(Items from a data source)
start

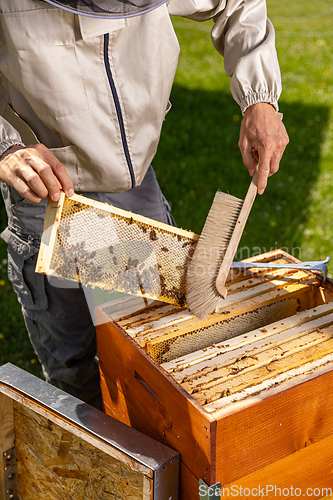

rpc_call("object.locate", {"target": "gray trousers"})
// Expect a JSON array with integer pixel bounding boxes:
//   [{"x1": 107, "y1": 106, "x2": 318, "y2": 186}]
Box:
[{"x1": 1, "y1": 167, "x2": 175, "y2": 409}]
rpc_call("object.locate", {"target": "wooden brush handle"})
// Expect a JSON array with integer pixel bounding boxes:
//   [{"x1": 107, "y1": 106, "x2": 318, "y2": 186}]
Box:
[{"x1": 216, "y1": 169, "x2": 258, "y2": 299}]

end

## Exercise objective
Could you quote every line of the records above verbatim, omitting the pictures from your answer?

## The result
rpc_call("object.locate", {"target": "gray trousers"})
// Expect a JSON array with integer pixel bounding boxes:
//   [{"x1": 107, "y1": 106, "x2": 318, "y2": 186}]
Box:
[{"x1": 1, "y1": 167, "x2": 175, "y2": 409}]
rpc_call("object.locate", {"target": "wooden brush handle"})
// Expect a JSON array with integer pixel bounding boxes:
//   [{"x1": 107, "y1": 106, "x2": 318, "y2": 186}]
Box:
[{"x1": 216, "y1": 169, "x2": 258, "y2": 299}]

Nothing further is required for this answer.